DESCRIPTION OF THE TASK: Quote, without any change, the line that contains "unit. Keep to one point per instance." and all lines that follow it to the end of the data below.

---------- ENTRIES PROVIDED ----------

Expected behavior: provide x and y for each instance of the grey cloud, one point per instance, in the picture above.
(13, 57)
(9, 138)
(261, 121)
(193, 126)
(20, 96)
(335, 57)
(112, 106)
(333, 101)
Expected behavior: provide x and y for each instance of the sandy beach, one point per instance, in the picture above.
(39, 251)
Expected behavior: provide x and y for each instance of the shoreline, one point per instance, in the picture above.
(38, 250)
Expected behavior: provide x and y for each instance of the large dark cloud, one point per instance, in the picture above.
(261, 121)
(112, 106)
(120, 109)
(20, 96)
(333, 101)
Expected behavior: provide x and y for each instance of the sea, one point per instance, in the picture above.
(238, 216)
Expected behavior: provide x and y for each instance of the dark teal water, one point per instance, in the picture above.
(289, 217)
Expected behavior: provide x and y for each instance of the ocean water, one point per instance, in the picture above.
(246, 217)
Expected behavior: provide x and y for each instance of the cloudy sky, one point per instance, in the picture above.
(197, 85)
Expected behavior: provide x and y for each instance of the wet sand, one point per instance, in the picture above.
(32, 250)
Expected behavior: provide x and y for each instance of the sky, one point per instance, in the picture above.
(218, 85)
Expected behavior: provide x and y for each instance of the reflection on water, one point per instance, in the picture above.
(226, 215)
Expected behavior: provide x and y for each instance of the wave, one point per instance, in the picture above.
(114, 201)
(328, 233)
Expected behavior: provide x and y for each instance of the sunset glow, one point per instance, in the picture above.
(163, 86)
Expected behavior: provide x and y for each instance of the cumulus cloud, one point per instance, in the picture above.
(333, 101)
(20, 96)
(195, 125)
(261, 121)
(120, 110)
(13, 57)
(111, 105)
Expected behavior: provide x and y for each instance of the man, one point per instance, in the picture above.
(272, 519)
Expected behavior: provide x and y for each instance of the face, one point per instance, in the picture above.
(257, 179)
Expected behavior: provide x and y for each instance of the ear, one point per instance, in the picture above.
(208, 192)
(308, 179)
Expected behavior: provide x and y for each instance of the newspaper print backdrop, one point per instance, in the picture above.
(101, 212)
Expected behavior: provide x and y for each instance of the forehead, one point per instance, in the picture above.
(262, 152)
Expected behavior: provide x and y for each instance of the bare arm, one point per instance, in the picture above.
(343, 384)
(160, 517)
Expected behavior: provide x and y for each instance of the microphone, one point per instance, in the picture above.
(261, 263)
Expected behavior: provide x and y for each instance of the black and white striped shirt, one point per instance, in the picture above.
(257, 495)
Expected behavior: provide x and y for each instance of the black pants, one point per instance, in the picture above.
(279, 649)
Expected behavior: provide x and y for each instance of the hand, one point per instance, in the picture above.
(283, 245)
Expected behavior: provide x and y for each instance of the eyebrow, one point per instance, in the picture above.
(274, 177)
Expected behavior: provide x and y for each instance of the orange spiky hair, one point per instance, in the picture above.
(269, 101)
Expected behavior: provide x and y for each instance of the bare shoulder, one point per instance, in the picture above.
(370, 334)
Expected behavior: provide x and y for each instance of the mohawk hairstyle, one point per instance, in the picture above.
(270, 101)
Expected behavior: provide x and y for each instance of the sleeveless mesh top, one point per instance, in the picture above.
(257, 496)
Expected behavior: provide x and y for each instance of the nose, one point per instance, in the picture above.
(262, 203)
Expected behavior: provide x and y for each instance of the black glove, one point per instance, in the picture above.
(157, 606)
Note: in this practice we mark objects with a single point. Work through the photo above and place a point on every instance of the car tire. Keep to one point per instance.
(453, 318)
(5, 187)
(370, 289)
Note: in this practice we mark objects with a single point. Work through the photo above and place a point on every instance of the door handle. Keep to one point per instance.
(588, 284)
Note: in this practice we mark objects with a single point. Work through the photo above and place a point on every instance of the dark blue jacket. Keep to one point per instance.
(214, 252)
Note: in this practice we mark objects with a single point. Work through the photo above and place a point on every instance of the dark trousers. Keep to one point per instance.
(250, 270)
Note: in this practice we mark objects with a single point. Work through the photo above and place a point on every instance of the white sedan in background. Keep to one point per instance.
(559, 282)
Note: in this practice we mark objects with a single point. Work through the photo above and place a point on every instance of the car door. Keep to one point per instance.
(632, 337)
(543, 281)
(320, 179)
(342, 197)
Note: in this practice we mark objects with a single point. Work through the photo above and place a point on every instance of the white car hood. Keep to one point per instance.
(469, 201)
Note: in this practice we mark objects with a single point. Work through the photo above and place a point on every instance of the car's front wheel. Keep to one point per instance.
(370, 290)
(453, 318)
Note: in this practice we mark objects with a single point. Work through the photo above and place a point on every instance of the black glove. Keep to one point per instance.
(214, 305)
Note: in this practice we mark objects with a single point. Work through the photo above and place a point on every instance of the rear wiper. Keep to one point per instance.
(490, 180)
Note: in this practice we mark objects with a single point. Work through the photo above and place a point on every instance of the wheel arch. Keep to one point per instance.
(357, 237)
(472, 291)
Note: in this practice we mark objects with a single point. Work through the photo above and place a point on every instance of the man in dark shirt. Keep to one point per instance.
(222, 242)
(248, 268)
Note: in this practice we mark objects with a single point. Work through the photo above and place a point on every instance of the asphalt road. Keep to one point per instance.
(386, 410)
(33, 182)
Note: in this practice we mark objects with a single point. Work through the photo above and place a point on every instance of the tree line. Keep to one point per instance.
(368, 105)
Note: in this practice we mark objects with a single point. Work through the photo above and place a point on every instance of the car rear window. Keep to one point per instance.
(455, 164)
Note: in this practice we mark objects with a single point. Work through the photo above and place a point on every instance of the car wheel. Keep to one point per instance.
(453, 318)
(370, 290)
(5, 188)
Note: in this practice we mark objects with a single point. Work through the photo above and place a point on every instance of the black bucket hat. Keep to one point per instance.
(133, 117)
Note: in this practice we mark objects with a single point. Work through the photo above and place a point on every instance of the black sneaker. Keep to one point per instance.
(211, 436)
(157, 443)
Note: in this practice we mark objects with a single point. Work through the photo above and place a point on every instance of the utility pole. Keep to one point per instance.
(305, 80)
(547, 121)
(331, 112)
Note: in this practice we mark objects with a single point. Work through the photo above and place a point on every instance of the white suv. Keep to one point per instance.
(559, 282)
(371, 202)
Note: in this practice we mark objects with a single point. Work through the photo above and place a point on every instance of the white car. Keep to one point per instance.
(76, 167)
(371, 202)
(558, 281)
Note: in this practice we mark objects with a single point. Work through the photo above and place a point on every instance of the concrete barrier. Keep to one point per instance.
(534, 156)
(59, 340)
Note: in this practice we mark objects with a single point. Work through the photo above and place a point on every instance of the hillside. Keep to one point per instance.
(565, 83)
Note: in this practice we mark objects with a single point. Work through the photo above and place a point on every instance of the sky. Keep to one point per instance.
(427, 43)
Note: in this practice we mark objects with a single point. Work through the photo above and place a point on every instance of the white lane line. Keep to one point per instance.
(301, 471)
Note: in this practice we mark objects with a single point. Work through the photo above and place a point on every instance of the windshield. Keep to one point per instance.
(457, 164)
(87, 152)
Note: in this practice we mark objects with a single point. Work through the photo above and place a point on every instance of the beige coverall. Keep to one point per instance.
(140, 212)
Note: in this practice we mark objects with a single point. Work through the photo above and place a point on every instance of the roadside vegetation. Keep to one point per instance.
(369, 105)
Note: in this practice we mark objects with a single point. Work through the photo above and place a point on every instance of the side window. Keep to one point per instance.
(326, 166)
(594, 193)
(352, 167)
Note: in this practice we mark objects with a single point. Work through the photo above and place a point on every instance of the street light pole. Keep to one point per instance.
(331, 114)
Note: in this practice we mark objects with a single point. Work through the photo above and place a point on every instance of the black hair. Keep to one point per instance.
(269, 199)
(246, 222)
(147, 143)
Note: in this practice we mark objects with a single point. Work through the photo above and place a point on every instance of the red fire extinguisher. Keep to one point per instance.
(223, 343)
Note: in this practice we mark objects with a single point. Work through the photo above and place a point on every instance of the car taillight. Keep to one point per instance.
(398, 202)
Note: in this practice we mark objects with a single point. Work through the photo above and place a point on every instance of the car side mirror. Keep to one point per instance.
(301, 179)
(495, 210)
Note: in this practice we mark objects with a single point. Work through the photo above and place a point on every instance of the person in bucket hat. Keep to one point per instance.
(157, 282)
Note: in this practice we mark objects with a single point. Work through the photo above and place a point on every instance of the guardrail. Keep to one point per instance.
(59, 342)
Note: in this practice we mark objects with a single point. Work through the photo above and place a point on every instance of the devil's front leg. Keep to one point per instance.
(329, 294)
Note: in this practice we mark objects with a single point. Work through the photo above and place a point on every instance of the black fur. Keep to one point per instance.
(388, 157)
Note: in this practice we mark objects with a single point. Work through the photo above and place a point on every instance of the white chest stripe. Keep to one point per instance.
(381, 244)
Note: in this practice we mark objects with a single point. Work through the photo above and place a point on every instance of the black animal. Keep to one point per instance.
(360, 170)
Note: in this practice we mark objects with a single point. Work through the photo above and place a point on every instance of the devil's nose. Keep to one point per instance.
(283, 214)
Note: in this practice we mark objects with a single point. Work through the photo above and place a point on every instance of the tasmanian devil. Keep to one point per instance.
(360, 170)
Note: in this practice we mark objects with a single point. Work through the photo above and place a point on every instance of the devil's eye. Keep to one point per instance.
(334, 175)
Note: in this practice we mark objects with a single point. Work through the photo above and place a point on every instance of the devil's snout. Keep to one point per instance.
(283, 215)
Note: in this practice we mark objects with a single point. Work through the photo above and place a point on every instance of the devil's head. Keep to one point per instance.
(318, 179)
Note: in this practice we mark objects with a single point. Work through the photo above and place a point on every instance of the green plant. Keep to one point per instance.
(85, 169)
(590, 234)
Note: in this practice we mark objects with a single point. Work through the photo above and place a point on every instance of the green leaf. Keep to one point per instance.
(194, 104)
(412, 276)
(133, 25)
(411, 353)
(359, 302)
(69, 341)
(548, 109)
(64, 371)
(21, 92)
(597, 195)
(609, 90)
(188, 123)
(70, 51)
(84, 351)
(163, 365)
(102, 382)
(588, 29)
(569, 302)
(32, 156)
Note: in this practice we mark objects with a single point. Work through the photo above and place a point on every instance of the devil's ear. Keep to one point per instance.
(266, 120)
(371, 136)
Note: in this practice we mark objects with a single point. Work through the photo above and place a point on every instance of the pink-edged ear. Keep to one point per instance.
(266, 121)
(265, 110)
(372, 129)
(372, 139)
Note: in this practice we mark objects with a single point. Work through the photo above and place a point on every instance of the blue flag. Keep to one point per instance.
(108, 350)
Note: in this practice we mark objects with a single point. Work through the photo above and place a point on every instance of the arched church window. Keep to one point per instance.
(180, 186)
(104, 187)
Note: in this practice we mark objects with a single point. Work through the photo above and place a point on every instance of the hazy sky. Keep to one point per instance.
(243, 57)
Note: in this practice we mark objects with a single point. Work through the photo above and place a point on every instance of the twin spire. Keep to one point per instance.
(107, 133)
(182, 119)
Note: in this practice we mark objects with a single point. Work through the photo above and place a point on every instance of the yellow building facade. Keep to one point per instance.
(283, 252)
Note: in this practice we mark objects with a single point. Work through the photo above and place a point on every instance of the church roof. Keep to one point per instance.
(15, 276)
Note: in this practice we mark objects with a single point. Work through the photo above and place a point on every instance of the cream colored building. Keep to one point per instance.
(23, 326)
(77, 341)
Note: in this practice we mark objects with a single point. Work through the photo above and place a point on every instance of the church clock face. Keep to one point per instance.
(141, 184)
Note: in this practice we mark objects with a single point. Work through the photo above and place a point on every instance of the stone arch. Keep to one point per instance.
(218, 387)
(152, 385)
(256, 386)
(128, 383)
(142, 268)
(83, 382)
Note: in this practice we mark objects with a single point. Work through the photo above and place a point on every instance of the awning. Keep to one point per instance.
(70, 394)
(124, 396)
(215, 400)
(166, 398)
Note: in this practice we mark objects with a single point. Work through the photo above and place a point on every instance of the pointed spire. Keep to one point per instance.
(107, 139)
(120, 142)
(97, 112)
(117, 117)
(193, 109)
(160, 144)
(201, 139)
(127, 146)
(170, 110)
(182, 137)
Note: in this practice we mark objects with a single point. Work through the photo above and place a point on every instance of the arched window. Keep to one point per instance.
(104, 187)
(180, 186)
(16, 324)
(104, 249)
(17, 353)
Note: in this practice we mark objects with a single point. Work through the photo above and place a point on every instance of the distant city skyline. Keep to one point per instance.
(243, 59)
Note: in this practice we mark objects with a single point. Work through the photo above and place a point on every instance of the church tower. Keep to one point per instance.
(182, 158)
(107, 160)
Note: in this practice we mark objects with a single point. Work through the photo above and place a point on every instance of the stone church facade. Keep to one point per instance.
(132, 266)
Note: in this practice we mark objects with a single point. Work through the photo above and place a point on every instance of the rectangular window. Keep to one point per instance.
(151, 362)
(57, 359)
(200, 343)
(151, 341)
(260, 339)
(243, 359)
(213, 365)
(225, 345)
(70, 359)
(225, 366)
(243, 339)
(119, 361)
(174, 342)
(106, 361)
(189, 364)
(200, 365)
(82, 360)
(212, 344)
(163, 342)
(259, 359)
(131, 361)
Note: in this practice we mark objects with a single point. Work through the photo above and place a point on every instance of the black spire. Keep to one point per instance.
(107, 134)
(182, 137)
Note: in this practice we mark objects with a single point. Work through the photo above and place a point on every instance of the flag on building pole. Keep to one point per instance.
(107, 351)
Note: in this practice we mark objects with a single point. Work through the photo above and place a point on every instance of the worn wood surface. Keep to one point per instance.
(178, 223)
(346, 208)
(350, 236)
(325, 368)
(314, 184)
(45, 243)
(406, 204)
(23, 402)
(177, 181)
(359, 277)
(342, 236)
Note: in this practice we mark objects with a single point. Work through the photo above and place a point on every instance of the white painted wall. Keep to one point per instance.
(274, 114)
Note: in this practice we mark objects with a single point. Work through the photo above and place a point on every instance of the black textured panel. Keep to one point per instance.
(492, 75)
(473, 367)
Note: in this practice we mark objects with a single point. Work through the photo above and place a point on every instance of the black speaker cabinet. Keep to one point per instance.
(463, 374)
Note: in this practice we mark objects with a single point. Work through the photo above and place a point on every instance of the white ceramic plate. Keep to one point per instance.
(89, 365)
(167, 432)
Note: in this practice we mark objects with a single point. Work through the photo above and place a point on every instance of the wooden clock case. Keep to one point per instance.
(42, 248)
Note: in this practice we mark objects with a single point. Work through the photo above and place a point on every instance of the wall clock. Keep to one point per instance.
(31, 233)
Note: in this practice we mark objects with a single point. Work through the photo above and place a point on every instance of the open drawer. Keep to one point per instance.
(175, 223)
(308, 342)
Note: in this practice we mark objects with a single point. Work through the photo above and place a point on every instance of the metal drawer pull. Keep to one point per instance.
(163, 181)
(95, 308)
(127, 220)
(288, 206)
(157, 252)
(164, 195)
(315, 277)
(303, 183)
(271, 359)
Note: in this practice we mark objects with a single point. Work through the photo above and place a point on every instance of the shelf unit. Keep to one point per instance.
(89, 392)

----------

SOLUTION FOR THIS PROBLEM:
Note: in this practice we mark objects with a single point. Work through the photo above and place a point on every instance of the shelf unit. Keep to one point per instance.
(89, 392)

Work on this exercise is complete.